Фрагмент текста:
=======
Вы здесь

Умберто Эко

Умберто Эко (Umberto Eco, Аллессандрия, Италия, 1932) приехал в Бургос в качестве паломника, который достиг конечной точки своего маршрута и выполнил данное обещание. «Когда мне было 20 лет, и я готовил научный труд по средневековой эстетике, то заметил, что в исследуемых мной церквях, построенных в романском стиле, были изображены те же самые сцены из Апокалипсиса, что и в церквях Кастильи и Леона. Один из самых красивых храмов находился в Бургосе, хотя сейчас его уже нет. Когда я писал «Имя розы», то в голове у меня возник сюжет об одном слепом библиотекаре, тоже из Бургоса. То есть, все мои замыслы связаны с этими местами», говорит он с удовлетворением. 22 мая известному ученому в области средневековой истории в Университете Бургоса была присвоена степень почетного доктора. 39-я, вспоминает он.

Писатель, автор очерков о комиксах и романов, завоевавших успех читателей, как вышеупомянутый, который был написан в 1980 году, или «Маятник Фуко» (1989) — то, что литературоведы стали называть культовыми бестселлерами, хотя в этом выражении и заключается определенное внутреннее противоречие — выглядит на 20 лет моложе своего возраста и лишь иногда использует трость, чтобы опереться при ходьбе. Накануне он весь день взбирался по лестницам одного из архивов Бургоса, «где хранятся книги, которым более тысячи лет, а вот сколько нам прослужит флэшка, никто точно не скажет…».
=======
Исходные строки:
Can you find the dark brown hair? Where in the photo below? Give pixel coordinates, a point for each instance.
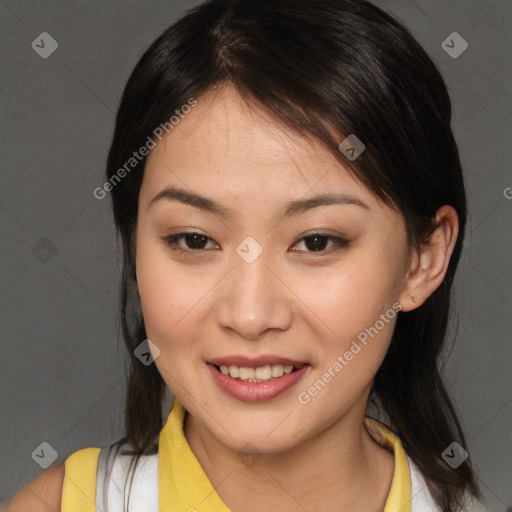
(326, 70)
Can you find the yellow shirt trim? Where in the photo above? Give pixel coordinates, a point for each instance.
(183, 485)
(79, 489)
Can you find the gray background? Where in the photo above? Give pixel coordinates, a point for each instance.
(62, 359)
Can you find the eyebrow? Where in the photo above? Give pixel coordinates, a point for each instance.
(295, 207)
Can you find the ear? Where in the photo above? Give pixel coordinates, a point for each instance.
(428, 265)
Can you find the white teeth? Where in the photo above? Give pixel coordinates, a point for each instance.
(259, 374)
(263, 372)
(277, 370)
(246, 373)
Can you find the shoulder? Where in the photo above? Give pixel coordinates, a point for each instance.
(43, 494)
(422, 500)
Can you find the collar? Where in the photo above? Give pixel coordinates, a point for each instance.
(179, 469)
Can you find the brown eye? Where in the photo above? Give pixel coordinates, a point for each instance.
(193, 241)
(317, 242)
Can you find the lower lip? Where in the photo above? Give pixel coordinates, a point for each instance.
(256, 391)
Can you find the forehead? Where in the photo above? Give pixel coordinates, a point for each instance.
(237, 150)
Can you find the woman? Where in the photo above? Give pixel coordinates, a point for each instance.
(290, 199)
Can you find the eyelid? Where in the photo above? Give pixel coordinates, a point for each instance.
(340, 242)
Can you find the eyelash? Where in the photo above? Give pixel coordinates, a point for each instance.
(339, 243)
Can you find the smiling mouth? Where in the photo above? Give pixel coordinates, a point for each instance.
(259, 374)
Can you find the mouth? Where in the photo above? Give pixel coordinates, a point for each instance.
(259, 379)
(264, 373)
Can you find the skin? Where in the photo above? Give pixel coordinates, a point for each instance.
(290, 302)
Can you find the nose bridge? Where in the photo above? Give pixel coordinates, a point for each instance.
(254, 298)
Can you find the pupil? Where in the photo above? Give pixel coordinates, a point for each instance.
(316, 246)
(195, 244)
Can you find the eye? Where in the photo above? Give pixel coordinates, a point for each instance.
(316, 242)
(194, 241)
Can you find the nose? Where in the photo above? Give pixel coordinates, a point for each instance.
(254, 298)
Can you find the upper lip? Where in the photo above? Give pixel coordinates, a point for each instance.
(255, 362)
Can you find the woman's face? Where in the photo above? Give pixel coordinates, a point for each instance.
(255, 294)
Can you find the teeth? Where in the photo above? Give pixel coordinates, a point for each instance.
(259, 374)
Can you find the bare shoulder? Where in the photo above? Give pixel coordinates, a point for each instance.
(42, 494)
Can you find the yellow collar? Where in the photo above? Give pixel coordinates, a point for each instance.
(183, 485)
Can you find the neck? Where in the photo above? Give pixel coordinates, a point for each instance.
(341, 468)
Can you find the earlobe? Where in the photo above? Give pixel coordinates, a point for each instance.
(429, 264)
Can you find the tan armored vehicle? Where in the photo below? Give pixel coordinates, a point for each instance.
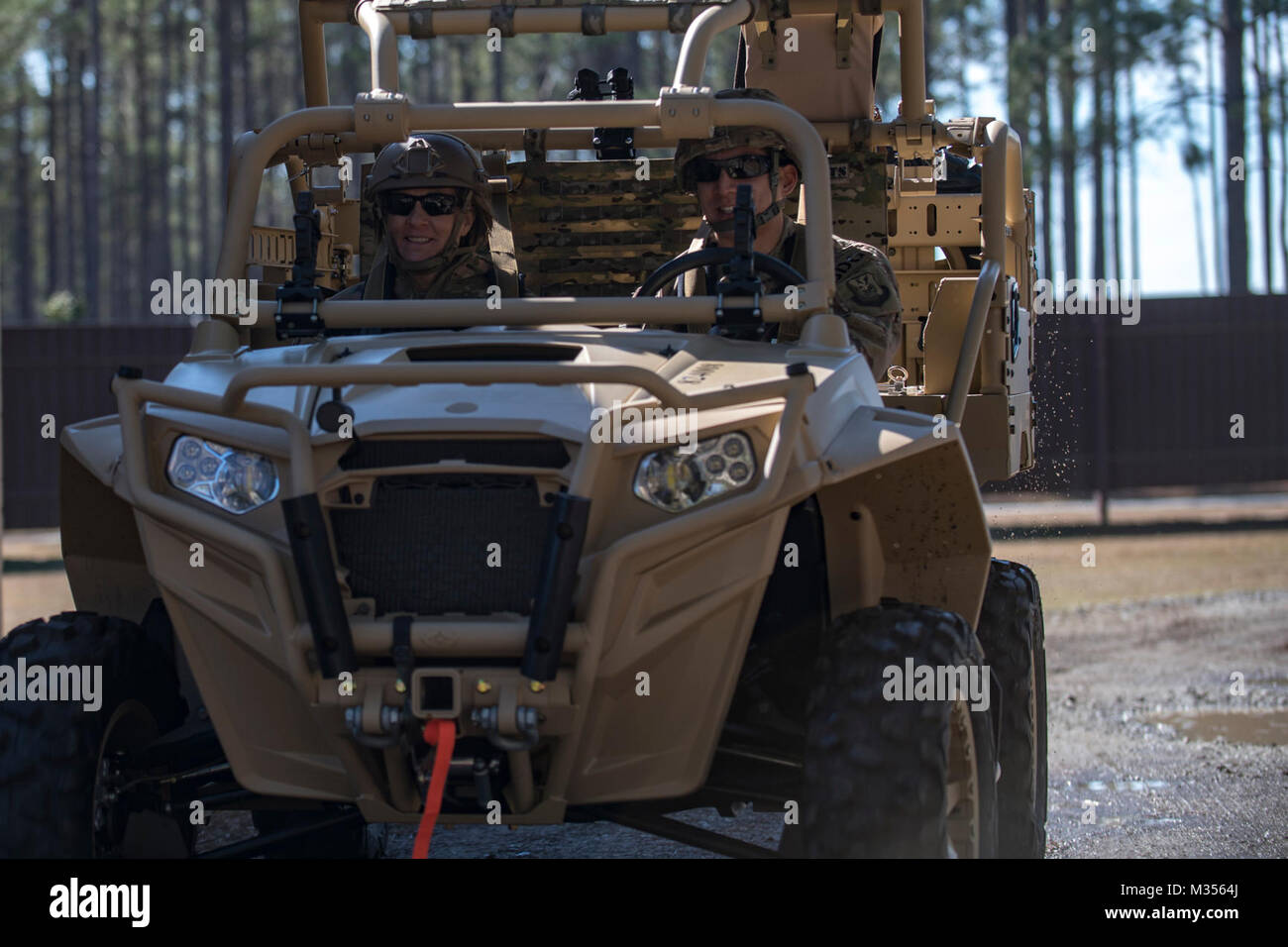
=======
Задания:
• a. Перепечатайте из текста об Умберто Эко фрагмент от слов «Умберто Эко (Umberto» до слов «39-я, вспоминает он.» включительно.
• b. Изложите текст об Умберто Эко в двух предложениях.
• c. Перечислите все географические названия, которые встречаются в тексте об Умберто Эко.

Ответы по заданиям:
• a.
Умберто Эко (Umberto Eco, Аллессандрия, Италия, 1932) приехал в Бургос в качестве паломника, который достиг конечной точки своего маршрута и выполнил данное обещание. «Когда мне было 20 лет, и я готовил научный труд по средневековой эстетике, то заметил, что в исследуемых мной церквях, построенных в романском стиле, были изображены те же самые сцены из Апокалипсиса, что и в церквях Кастильи и Леона. Один из самых красивых храмов находился в Бургосе, хотя сейчас его уже нет. Когда я писал «Имя розы», то в голове у меня возник сюжет об одном слепом библиотекаре, тоже из Бургоса. То есть, все мои замыслы связаны с этими местами», говорит он с удовлетворением. 22 мая известному ученому в области средневековой истории в Университете Бургоса была присвоена степень почетного доктора. 39-я, вспоминает он.

• b. Умберто Эко приехал в Бургос, где 22 мая Университет Бургоса присвоил ему степень почетного доктора, и, по его словам, все его замыслы связаны с этими местами. Писатель, автор очерков о комиксах и романов «Имя розы» и «Маятник Фуко», накануне весь день взбирался по лестницам одного из архивов Бургоса.

• c. Аллессандрия, Италия, Бургос, Кастилья, Леон